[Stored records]
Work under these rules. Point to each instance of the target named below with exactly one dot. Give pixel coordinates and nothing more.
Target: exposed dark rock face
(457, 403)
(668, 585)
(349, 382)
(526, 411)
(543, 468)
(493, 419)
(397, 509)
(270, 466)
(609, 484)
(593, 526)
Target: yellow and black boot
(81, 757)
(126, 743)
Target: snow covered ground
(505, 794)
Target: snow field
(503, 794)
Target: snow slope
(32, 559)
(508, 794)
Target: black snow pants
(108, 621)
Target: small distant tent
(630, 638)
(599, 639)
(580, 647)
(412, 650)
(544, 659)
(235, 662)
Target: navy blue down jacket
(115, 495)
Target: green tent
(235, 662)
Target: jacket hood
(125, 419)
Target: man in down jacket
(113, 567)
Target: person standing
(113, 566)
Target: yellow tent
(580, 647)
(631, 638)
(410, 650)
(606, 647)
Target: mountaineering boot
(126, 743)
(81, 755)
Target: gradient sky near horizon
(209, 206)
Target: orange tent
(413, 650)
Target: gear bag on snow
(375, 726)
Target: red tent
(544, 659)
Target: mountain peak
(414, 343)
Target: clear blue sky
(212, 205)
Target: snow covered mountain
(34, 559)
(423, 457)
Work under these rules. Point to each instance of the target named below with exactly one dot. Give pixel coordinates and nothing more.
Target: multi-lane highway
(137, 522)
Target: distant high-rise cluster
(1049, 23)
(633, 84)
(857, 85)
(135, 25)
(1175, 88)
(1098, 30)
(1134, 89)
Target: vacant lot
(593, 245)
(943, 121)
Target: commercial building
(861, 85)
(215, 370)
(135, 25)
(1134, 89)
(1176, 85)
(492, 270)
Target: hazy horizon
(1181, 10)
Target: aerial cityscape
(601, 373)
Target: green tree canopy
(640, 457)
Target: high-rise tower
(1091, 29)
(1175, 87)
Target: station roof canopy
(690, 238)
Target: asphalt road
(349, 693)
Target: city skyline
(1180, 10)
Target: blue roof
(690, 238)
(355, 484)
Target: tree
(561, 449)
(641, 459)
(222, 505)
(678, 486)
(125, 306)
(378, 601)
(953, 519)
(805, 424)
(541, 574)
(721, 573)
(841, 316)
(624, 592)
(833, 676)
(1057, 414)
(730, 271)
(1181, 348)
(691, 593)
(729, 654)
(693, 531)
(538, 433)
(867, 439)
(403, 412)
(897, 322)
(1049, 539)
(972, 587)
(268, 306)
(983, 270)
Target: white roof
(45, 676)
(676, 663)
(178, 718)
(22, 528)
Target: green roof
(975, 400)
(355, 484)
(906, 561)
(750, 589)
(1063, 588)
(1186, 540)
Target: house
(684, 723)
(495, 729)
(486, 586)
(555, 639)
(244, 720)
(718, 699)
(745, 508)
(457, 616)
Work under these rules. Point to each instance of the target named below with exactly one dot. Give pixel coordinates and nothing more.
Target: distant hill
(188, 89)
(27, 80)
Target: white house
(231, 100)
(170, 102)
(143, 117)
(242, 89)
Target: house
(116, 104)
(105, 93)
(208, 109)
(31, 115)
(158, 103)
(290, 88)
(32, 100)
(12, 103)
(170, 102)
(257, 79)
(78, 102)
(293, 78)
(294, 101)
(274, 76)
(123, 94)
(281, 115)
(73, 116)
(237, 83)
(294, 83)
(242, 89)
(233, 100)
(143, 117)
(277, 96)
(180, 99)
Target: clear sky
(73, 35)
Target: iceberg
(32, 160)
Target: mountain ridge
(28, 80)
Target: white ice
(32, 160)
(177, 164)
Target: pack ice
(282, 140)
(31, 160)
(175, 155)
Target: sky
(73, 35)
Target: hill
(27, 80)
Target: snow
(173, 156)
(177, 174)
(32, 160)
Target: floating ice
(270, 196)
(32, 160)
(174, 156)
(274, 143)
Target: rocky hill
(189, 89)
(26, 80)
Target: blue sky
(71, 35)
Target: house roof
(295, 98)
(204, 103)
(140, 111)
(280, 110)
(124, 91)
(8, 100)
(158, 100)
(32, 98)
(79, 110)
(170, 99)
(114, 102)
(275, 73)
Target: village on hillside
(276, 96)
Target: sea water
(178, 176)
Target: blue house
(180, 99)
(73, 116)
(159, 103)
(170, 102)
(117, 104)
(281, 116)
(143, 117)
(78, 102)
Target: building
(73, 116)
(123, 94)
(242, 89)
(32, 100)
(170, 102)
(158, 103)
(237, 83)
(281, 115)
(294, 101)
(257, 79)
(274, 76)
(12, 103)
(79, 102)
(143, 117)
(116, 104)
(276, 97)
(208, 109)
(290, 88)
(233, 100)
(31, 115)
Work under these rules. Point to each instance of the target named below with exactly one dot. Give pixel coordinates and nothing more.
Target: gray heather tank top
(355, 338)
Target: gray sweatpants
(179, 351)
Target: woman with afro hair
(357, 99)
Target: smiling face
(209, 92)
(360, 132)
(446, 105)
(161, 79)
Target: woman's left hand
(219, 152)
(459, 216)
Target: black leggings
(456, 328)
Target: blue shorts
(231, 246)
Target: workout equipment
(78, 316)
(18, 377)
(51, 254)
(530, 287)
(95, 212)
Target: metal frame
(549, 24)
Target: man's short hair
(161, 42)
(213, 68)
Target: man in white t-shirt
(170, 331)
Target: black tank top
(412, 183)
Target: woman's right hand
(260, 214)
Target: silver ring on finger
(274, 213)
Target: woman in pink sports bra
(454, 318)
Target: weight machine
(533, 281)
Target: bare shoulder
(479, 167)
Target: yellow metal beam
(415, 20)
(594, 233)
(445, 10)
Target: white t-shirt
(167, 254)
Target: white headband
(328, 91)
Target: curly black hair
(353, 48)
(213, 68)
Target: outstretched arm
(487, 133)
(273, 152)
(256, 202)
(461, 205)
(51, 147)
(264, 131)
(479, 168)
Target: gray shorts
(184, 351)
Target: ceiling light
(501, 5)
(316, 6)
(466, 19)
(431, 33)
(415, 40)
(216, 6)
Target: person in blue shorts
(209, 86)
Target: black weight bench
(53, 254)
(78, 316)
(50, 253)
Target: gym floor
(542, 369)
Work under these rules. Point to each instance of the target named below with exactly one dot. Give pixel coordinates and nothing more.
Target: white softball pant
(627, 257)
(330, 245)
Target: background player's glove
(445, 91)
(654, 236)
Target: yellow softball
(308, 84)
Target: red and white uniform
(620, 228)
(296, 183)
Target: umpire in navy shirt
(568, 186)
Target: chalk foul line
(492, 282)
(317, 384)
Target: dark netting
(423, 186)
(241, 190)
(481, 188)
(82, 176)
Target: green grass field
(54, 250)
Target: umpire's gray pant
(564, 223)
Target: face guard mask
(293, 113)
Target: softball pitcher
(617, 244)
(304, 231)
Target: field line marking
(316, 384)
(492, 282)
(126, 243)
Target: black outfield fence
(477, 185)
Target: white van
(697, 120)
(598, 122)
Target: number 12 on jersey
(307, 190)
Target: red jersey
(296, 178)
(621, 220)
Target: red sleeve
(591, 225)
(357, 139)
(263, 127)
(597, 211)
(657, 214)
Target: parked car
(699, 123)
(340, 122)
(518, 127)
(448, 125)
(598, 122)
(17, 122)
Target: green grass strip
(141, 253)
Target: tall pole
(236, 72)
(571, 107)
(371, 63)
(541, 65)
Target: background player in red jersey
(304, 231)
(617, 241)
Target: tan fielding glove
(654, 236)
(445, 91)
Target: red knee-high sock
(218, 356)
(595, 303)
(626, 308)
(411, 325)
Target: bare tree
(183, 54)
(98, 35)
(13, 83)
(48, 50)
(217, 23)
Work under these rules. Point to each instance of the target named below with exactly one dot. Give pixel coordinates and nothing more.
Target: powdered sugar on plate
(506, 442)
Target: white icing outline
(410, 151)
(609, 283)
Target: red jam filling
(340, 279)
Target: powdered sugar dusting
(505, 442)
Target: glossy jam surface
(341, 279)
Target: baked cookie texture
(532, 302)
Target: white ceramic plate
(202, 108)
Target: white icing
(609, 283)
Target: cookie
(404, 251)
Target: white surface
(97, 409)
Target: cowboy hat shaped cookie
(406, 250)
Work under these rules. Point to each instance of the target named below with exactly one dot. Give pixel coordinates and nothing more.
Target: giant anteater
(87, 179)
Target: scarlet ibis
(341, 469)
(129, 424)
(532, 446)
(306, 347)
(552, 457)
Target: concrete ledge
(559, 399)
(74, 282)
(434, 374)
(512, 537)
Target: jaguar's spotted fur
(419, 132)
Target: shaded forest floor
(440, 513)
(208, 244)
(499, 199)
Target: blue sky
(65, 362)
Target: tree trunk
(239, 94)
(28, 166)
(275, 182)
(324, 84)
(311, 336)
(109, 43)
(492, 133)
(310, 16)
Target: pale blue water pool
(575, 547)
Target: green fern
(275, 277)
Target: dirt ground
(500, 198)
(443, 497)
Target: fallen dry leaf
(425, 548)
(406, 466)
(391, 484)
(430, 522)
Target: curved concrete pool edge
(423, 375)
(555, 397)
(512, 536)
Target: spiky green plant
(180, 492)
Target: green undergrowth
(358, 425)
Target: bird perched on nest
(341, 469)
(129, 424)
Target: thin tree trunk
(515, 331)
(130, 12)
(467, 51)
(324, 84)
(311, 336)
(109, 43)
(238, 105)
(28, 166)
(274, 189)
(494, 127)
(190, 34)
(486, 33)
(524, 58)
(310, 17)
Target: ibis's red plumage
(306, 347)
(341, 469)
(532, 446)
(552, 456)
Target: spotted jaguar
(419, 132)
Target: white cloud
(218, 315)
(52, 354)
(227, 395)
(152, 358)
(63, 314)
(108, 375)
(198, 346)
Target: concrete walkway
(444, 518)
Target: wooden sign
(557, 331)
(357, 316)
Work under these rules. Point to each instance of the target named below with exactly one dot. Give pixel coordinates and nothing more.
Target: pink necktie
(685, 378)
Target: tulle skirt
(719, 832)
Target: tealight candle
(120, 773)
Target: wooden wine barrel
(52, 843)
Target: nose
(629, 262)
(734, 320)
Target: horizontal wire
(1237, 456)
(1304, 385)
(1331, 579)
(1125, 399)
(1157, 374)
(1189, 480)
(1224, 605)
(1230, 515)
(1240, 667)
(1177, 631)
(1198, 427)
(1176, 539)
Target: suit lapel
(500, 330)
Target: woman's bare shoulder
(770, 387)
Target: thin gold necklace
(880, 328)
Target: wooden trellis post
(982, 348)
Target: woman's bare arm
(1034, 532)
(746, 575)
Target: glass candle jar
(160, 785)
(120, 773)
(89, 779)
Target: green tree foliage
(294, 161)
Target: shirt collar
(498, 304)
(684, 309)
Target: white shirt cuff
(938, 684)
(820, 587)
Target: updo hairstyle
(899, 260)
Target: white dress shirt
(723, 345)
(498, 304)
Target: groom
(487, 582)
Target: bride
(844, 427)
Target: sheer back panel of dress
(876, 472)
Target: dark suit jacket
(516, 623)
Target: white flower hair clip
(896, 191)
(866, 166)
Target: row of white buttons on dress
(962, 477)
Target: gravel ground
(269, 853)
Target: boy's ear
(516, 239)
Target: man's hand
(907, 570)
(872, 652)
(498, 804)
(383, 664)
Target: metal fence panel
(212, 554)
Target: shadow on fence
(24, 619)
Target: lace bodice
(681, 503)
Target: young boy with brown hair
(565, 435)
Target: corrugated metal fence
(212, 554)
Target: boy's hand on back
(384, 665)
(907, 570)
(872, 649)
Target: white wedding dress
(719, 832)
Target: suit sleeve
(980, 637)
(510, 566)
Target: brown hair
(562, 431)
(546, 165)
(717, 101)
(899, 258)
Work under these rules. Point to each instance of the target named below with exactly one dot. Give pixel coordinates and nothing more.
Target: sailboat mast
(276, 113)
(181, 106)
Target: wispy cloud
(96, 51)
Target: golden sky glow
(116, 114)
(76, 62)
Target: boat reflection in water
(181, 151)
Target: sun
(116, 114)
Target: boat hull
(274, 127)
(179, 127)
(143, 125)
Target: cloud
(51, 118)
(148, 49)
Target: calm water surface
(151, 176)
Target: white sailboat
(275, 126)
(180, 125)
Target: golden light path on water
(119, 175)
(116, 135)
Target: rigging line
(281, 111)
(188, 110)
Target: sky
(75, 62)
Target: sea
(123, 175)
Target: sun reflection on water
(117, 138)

### WHAT THE EXERCISE ASKS
From the line containing "Target: white wedding dress" through the last line of the entries above, print every line exactly, including both ends, and nothing else.

### OUTPUT FOR THIS TASK
Target: white wedding dress
(719, 832)
Target: suit sleeve
(980, 637)
(510, 566)
Target: brown hair
(562, 431)
(546, 165)
(717, 101)
(899, 258)
Work under these rules. Point to each instance of the target named below with exactly one dot. Give pixel coordinates and nothing more.
Target: sailboat mast
(276, 113)
(181, 106)
Target: wispy cloud
(96, 51)
Target: golden sky glow
(116, 114)
(76, 62)
Target: boat reflection in water
(181, 151)
Target: sun
(116, 114)
Target: boat hull
(274, 127)
(179, 127)
(143, 125)
Target: cloud
(51, 118)
(148, 49)
Target: calm water surface
(151, 176)
Target: white sailboat
(275, 126)
(180, 125)
Target: golden light path on water
(119, 175)
(116, 135)
Target: rigging line
(281, 111)
(188, 110)
Target: sky
(75, 62)
Target: sea
(123, 175)
Target: sun reflection on water
(117, 138)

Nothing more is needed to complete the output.